*PROBLEM TO SOLVE*. This exercise requires every record to be repeated exactly.
=== Section Start ===
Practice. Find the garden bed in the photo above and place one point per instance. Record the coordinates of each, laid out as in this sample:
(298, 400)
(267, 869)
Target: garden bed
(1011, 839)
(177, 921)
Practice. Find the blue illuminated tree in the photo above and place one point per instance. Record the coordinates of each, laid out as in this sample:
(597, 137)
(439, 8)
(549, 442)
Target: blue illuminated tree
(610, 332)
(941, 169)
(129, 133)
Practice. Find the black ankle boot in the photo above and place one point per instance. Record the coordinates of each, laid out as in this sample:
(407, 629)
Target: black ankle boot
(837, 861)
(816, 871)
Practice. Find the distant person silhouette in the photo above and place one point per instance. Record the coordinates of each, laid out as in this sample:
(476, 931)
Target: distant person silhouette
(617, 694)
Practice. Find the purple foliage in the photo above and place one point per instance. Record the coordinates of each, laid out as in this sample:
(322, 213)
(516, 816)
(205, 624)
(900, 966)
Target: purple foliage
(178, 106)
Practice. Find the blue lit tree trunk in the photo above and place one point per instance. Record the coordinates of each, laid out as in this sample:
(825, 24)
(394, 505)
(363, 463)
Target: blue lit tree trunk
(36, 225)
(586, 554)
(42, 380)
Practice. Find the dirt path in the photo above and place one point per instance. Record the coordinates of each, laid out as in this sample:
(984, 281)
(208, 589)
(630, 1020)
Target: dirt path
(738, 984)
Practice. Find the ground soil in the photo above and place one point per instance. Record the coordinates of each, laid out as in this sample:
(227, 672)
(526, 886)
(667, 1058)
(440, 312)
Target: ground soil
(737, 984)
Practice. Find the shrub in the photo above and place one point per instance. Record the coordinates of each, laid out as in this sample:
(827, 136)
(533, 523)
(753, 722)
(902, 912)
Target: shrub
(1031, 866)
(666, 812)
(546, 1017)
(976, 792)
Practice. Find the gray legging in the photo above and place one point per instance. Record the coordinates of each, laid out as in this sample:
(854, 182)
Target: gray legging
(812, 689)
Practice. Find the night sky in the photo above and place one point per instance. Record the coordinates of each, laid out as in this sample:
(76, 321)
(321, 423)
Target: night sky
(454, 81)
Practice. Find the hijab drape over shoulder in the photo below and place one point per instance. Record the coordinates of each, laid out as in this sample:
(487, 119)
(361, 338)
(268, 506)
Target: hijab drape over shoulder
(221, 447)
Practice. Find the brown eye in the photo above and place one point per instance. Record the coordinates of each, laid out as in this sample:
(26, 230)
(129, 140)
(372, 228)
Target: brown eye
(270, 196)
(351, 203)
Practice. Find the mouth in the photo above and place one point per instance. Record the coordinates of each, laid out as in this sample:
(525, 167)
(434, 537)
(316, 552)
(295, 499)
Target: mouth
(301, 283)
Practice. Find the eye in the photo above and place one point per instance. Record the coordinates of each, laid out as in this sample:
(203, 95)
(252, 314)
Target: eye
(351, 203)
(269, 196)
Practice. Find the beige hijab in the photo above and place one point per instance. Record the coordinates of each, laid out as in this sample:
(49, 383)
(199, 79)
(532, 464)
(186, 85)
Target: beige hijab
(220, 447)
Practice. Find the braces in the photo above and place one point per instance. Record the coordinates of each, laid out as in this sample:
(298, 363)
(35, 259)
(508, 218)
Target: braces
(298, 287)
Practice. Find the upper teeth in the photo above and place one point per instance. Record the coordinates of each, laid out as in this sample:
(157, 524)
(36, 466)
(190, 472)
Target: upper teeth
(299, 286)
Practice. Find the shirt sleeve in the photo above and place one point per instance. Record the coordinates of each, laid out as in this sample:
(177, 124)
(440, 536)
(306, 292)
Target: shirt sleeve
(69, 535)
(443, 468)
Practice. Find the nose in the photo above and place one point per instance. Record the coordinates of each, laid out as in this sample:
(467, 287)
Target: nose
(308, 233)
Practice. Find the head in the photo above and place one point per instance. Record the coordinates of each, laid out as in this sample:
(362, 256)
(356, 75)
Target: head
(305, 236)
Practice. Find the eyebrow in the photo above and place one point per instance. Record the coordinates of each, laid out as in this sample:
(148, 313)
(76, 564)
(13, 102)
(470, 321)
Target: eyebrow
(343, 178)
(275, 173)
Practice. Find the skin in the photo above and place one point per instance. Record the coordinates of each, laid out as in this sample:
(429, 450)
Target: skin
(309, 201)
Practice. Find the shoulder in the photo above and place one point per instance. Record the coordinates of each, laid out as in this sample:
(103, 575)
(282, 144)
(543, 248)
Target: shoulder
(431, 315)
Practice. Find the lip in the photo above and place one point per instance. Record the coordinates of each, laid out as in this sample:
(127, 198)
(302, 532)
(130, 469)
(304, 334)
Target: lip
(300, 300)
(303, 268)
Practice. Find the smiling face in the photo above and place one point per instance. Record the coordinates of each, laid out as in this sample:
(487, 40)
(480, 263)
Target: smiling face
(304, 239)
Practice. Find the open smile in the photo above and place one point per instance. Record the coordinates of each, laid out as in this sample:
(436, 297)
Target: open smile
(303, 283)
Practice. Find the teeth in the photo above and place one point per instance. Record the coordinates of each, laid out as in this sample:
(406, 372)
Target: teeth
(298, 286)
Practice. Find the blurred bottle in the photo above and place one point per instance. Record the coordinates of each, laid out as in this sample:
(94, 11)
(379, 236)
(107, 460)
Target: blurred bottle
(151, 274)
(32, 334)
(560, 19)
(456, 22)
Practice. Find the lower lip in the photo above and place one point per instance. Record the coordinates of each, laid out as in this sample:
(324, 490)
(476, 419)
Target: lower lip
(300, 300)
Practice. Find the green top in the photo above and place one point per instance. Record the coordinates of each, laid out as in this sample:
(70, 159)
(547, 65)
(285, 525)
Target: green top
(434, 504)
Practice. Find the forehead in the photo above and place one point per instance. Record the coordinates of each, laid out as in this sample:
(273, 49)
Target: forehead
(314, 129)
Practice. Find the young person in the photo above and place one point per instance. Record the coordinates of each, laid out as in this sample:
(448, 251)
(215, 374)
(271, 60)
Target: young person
=== Section End ===
*ANSWER BOX*.
Practice. Find the garden bed in the photo above and place one point per instance. Record the coordinates of each, laid out as in this sample:
(298, 400)
(267, 869)
Target: garden bed
(1011, 839)
(177, 921)
Practice. Find the blue illuminated tree in the photo above and place one point per instance. Record the coordinates of each, laid out as in this sample:
(597, 137)
(439, 8)
(549, 442)
Target: blue illuminated tree
(610, 332)
(941, 169)
(129, 133)
Practice. Find the black ankle boot in the photo above and place one point per instance. Record the coordinates of each, laid out as in this sample:
(407, 629)
Target: black ankle boot
(837, 861)
(816, 871)
Practice. Find the distant person silhouette in the photo above and place one point per instance. Record the coordinates of each, laid out as in this sample:
(476, 931)
Target: distant person silhouette
(617, 694)
Practice. Find the purple foliage in the photo above and place one point per instance. Record the coordinates of each, laid out as in this sample:
(322, 213)
(516, 816)
(205, 624)
(900, 966)
Target: purple foliage
(178, 106)
Practice. Find the blue lit tree trunk in the photo above and place one point per instance. Record the coordinates of each, laid out as in this sample:
(825, 24)
(394, 505)
(363, 463)
Target: blue lit tree trunk
(36, 225)
(586, 554)
(42, 380)
Practice. Find the dirt path in the photo above and place one point per instance. Record the coordinates of each, laid out as in this sample:
(984, 281)
(208, 589)
(630, 1020)
Target: dirt path
(738, 984)
Practice. Find the ground soil in the photo above and place one point per instance. Record the coordinates of each, laid out as in this sample:
(227, 672)
(526, 886)
(667, 1058)
(440, 312)
Target: ground soil
(737, 984)
Practice. Find the shrub in the photo above and place one point per instance. Record the coordinates of each, laid out as in this sample:
(827, 136)
(533, 523)
(753, 722)
(902, 912)
Target: shrub
(1031, 866)
(666, 812)
(546, 1017)
(976, 792)
Practice. Find the gray legging in the photo above and place one point per instance. Record the coordinates of each, laid out as in this sample:
(854, 182)
Target: gray legging
(812, 689)
Practice. Find the night sky in the photo above and place one point per instance. Record the coordinates of each, laid out as in this sample:
(76, 321)
(321, 423)
Target: night sky
(454, 81)
Practice. Find the hijab drape over shoulder in the photo below and place one point per instance. Record the coordinates of each, laid out as in this sample:
(487, 119)
(361, 338)
(268, 506)
Target: hijab drape over shoulder
(221, 447)
Practice. Find the brown eye in the photo above and place one point per instance. Record the coordinates of each, laid out as in this sample:
(26, 230)
(129, 140)
(372, 228)
Target: brown eye
(270, 196)
(351, 203)
Practice. Find the mouth in the photo above and place one point per instance. Record the coordinates of each, laid out as in this sample:
(525, 167)
(434, 537)
(316, 552)
(295, 499)
Target: mouth
(301, 283)
Practice. Find the eye in the photo above and place one point per instance. Record the coordinates of each, laid out as in this sample:
(203, 95)
(252, 314)
Target: eye
(351, 203)
(269, 196)
Practice. Find the beige hijab in the photo above and place one point per instance. Record the coordinates of each, laid out as in this sample:
(49, 383)
(199, 79)
(532, 464)
(186, 85)
Target: beige hijab
(220, 447)
Practice. Find the braces in the photo above and place one point per instance. Record the coordinates of each, laid out as in this sample:
(298, 363)
(35, 259)
(508, 218)
Target: braces
(298, 287)
Practice. Find the upper teeth in the photo above and place one point per instance. Record the coordinates of each, laid out as in this sample:
(157, 524)
(36, 466)
(190, 472)
Target: upper teeth
(299, 286)
Practice. Find the shirt sleeve in the photo above and place one point per instance. Record the coordinates of each, laid out as in this sample:
(177, 124)
(440, 536)
(306, 292)
Target: shirt sleeve
(69, 535)
(443, 468)
Practice. Find the nose in the photo above and place one point per instance. Record the coordinates of each, laid out as in this sample:
(467, 287)
Target: nose
(308, 233)
Practice. Find the head in the photo above and place one point per instance. Record the coordinates of each, laid out as in this sample:
(362, 256)
(356, 75)
Target: head
(305, 236)
Practice. Find the eyebrow in the photo above and place one point per instance. Record the coordinates of each, laid out as in this sample:
(148, 313)
(76, 564)
(13, 102)
(470, 321)
Target: eyebrow
(343, 178)
(275, 173)
Practice. Find the skin in the photo above and place one point per instance. Record the coordinates of each, laid out as in this sample:
(429, 450)
Target: skin
(309, 201)
Practice. Find the shoulder in the photo above and place one point per instance. Record the coordinates of each, laid out as in this sample:
(103, 575)
(282, 144)
(543, 248)
Target: shoulder
(431, 315)
Practice. Find the lip in the photo above and place one point per instance. Record the coordinates of each, laid out as in this sample:
(127, 198)
(302, 532)
(130, 469)
(304, 334)
Target: lip
(300, 300)
(303, 268)
Practice. Find the smiling face in the photo above and place one point per instance. Record the coordinates of each, laid out as in this sample:
(487, 40)
(480, 263)
Target: smiling face
(304, 239)
Practice. Find the open smile in the photo above and place one point per instance. Record the coordinates of each, laid out as in this sample:
(436, 297)
Target: open smile
(303, 283)
Practice. Find the teeth in the photo above and place one point per instance. Record the coordinates of each, laid out as in this sample:
(406, 372)
Target: teeth
(298, 286)
Practice. Find the blurred bottle in the photo above and place one point per instance. Record the coordinates of each, laid out as in this sample:
(94, 11)
(379, 236)
(107, 460)
Target: blurred bottle
(151, 274)
(32, 334)
(560, 19)
(456, 22)
Practice. Find the lower lip in the photo above and place one point per instance. Record the coordinates of each, laid out as in this sample:
(324, 490)
(476, 419)
Target: lower lip
(300, 300)
Practice. Find the green top in the photo above and place one point per instance. Record the coordinates of each, laid out as in this sample:
(70, 159)
(547, 65)
(285, 525)
Target: green top
(434, 504)
Practice. Find the forehead in the photo above and place one point per instance. Record the coordinates of each, laid out as in this sample:
(273, 49)
Target: forehead
(314, 129)
Practice. Find the young person in the photo above and place one point per instance. Record the coordinates of each, laid out as in this sample:
(448, 251)
(215, 374)
(271, 60)
Target: young person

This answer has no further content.